> Assignment: The records that follow should be copied in full, exactly as they read.

::: Provided records :::

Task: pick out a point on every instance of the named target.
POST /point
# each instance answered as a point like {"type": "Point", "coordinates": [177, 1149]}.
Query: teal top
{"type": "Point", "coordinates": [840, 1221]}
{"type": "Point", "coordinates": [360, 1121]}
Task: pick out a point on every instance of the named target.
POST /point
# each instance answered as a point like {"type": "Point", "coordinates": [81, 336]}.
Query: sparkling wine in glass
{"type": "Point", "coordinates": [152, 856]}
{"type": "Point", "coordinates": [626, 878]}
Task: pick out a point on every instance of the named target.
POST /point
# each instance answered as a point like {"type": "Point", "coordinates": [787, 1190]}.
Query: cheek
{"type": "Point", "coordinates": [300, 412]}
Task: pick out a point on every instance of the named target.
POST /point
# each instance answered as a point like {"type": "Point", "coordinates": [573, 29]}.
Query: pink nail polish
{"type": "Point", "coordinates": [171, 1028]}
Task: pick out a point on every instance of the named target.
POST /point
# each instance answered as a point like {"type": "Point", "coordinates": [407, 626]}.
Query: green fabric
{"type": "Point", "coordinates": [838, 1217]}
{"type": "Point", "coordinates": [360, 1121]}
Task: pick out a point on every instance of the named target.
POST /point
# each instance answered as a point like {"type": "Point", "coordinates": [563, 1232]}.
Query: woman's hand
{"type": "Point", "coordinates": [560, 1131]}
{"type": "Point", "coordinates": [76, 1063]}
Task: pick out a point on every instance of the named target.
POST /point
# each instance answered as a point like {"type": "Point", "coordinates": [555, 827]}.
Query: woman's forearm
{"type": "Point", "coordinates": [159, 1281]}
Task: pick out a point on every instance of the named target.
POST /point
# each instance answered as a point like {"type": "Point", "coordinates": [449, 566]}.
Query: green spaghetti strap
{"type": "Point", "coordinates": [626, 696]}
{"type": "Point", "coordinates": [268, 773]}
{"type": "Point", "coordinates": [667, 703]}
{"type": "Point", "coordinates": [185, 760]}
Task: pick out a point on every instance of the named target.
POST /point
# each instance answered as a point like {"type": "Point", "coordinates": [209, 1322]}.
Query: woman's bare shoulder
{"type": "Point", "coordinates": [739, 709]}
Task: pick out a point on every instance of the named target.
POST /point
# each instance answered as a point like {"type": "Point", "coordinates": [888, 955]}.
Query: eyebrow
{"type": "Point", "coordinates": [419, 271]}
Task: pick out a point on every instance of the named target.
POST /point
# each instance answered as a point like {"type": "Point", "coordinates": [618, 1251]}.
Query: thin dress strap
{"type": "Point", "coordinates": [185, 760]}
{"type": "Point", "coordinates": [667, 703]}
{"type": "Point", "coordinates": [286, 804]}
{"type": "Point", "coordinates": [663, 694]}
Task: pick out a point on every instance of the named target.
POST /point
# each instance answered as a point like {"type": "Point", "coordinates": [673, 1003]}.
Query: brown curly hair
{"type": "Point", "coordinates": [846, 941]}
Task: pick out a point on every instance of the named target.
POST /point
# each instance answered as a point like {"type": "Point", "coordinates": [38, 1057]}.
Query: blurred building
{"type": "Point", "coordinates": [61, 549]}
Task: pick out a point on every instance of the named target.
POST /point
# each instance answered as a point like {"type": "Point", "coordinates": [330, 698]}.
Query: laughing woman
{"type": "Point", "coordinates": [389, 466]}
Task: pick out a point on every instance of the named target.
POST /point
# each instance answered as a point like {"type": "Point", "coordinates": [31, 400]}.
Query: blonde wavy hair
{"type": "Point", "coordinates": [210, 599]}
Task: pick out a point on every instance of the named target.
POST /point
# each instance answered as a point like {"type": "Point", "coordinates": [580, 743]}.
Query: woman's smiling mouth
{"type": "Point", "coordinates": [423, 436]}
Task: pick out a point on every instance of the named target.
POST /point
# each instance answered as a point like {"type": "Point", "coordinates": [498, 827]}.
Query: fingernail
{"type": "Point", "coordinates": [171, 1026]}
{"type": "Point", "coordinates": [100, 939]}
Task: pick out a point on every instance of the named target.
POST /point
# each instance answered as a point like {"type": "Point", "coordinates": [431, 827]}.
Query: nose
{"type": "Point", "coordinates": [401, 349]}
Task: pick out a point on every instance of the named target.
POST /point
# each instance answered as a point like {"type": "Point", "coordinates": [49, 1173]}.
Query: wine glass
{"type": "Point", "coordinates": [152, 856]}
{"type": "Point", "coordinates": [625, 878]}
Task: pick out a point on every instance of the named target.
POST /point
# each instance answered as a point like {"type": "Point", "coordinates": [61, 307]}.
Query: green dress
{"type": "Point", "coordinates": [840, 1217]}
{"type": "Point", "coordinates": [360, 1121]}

:::

> Reply:
Task: pick out a point on every instance of the named target.
POST /point
# each instance answered as a point like {"type": "Point", "coordinates": [177, 1149]}.
Query: teal top
{"type": "Point", "coordinates": [840, 1221]}
{"type": "Point", "coordinates": [360, 1121]}
Task: pick out a point on every instance of the named target.
POST /point
# each instance answered as a point like {"type": "Point", "coordinates": [81, 336]}.
Query: sparkling wine in glass
{"type": "Point", "coordinates": [152, 856]}
{"type": "Point", "coordinates": [626, 878]}
Task: pick out a point on every instance of the named target.
POST /point
# each instance answered as a point like {"type": "Point", "coordinates": [787, 1190]}.
Query: cheek
{"type": "Point", "coordinates": [300, 412]}
Task: pick out a point on every instance of the named target.
POST /point
# each instance answered as a point like {"type": "Point", "coordinates": [573, 29]}.
Query: pink nail polish
{"type": "Point", "coordinates": [171, 1028]}
Task: pick out a point on every instance of the named target.
POST /point
# each instance answered as a point like {"type": "Point", "coordinates": [407, 626]}.
Query: green fabric
{"type": "Point", "coordinates": [838, 1217]}
{"type": "Point", "coordinates": [360, 1121]}
Task: pick out a point on every instance of the named target.
POST /point
# each instance answered as a point like {"type": "Point", "coordinates": [563, 1232]}.
Query: woman's hand
{"type": "Point", "coordinates": [560, 1131]}
{"type": "Point", "coordinates": [76, 1063]}
Task: pick out a point on every instance of the named target.
POST /point
# each instance answered as a point like {"type": "Point", "coordinates": [555, 827]}.
Query: woman's forearm
{"type": "Point", "coordinates": [159, 1281]}
Task: pick out a point on every instance of the named target.
POST /point
# each instance answered as a point like {"type": "Point", "coordinates": [449, 566]}.
Query: green spaghetti strap
{"type": "Point", "coordinates": [626, 696]}
{"type": "Point", "coordinates": [268, 773]}
{"type": "Point", "coordinates": [667, 703]}
{"type": "Point", "coordinates": [185, 760]}
Task: pick out a point on every instance of the named target.
POST /point
# each instance answered as a point like {"type": "Point", "coordinates": [209, 1322]}.
Query: woman's bare shoulder
{"type": "Point", "coordinates": [739, 709]}
Task: pick out a point on every instance of the named target.
POST /point
# each instance answered as a point like {"type": "Point", "coordinates": [888, 955]}.
Query: eyebrow
{"type": "Point", "coordinates": [419, 271]}
Task: pick out a point on every instance of the named target.
POST /point
# each instance answered as a point like {"type": "Point", "coordinates": [618, 1251]}.
Query: thin dress strap
{"type": "Point", "coordinates": [185, 760]}
{"type": "Point", "coordinates": [667, 703]}
{"type": "Point", "coordinates": [286, 804]}
{"type": "Point", "coordinates": [663, 694]}
Task: pick out a point on every instance of the named target.
POST /point
# each instance answered as a point like {"type": "Point", "coordinates": [673, 1003]}.
Query: brown curly hair
{"type": "Point", "coordinates": [846, 941]}
Task: pick out a point on every instance of the named target.
POST /point
# each instance answered as a point like {"type": "Point", "coordinates": [38, 1057]}.
Query: blurred building
{"type": "Point", "coordinates": [61, 549]}
Task: pick out a point on every instance of the named target.
POST /point
# each instance answered as a point like {"type": "Point", "coordinates": [330, 698]}.
Query: laughing woman
{"type": "Point", "coordinates": [389, 466]}
Task: pick out a point on every instance of the named target.
POST /point
# each instance answered as a point like {"type": "Point", "coordinates": [31, 400]}.
Query: blonde wavy hair
{"type": "Point", "coordinates": [210, 599]}
Task: pick out a point on every instance of the named target.
POST /point
# each instance answered as a point like {"type": "Point", "coordinates": [580, 743]}.
Query: woman's smiling mouth
{"type": "Point", "coordinates": [423, 436]}
Task: pick out a point on every instance of the named target.
POST /point
# each instance answered as a point like {"type": "Point", "coordinates": [498, 827]}.
Query: fingernail
{"type": "Point", "coordinates": [171, 1026]}
{"type": "Point", "coordinates": [100, 939]}
Task: pick out a point on every instance of the named target.
POST /point
# each instance answered as a point like {"type": "Point", "coordinates": [431, 827]}.
Query: nose
{"type": "Point", "coordinates": [401, 349]}
Task: pick out a point on every instance of the named target.
POST /point
# each instance answered as a point like {"type": "Point", "coordinates": [49, 1173]}.
Query: wine glass
{"type": "Point", "coordinates": [152, 856]}
{"type": "Point", "coordinates": [625, 878]}
Task: pick out a point on every instance of the named target.
POST /point
# each instance answered as a point like {"type": "Point", "coordinates": [61, 307]}.
Query: green dress
{"type": "Point", "coordinates": [840, 1217]}
{"type": "Point", "coordinates": [360, 1121]}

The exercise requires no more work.